** Opening Information block **

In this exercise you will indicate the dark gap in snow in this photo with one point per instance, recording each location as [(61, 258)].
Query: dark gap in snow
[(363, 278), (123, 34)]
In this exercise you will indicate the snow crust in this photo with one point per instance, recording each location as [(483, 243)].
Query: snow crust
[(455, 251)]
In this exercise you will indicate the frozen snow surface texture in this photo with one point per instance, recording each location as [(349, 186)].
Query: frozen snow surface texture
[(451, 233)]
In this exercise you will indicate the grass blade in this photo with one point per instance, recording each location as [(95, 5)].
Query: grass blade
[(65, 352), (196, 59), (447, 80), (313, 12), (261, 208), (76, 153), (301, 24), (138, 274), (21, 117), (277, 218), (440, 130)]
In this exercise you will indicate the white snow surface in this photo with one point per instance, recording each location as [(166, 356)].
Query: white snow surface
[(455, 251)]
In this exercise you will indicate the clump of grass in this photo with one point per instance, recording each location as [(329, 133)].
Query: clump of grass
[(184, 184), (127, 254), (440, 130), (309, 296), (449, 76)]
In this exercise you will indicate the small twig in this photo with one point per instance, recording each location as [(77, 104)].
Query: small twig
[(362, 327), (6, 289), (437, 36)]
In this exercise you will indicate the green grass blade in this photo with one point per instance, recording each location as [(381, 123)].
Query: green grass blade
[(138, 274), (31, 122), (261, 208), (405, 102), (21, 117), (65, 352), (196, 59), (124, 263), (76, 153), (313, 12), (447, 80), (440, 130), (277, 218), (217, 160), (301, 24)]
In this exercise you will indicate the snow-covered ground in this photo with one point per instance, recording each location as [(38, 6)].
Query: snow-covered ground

** Closing Information block **

_Assignment_: Whenever the string "ground" shows up in a line of the records, copy that line.

_Answer to the exercise_:
In this exercise you will indicate the snow-covered ground in this photo with one point per instance, recording each location as [(38, 6)].
Query: snow-covered ground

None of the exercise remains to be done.